### Set task
Restate the full listing word for word and leave the pictures out.
begin Input material
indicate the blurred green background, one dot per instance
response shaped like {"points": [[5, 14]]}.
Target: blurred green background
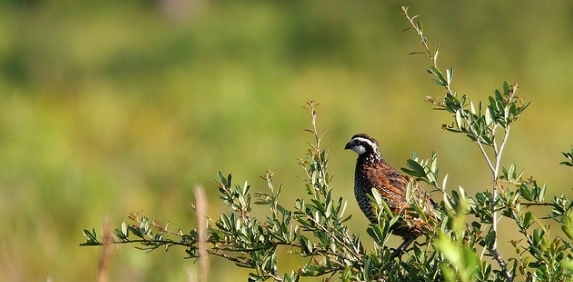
{"points": [[125, 106]]}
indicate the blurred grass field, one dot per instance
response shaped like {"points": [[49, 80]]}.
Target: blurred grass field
{"points": [[113, 108]]}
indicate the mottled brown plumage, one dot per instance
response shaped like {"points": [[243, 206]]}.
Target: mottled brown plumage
{"points": [[373, 172]]}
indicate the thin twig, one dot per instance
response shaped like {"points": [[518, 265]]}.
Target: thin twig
{"points": [[201, 207]]}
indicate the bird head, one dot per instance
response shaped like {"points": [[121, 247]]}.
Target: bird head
{"points": [[363, 145]]}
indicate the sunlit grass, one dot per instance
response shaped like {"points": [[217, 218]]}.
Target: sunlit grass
{"points": [[123, 109]]}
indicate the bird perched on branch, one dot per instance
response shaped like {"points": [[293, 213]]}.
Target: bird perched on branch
{"points": [[373, 172]]}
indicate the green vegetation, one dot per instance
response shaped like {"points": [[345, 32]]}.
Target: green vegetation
{"points": [[126, 107]]}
end Input material
### Complete response
indicate the blurred green background, one dot per instance
response shaped like {"points": [[5, 14]]}.
Target: blurred green background
{"points": [[125, 106]]}
indicate the blurred grass field, one dot per instance
response shaped like {"points": [[49, 80]]}.
Target: blurred grass field
{"points": [[113, 108]]}
indicate the mottled brown plumage, one dot per instance
response shaped like {"points": [[243, 206]]}.
Target: mottled brown plumage
{"points": [[373, 172]]}
indicate the thin twig, one dot per instance
response shaped like {"points": [[518, 265]]}.
Target: thin twig
{"points": [[201, 207]]}
indicate the bird head, one dot per instance
response shaped like {"points": [[121, 247]]}.
Target: bird head
{"points": [[363, 145]]}
indicate the sunlit grass, one dot per instance
response shaped like {"points": [[217, 218]]}.
Target: sunlit grass
{"points": [[123, 109]]}
indicate the bird perched on branch, one dot per instance
response shaped like {"points": [[293, 213]]}.
Target: bird perched on branch
{"points": [[373, 172]]}
indicate the green vegetation, one dot per instance
response shaped like {"points": [[345, 32]]}.
Target: green vegetation
{"points": [[126, 107]]}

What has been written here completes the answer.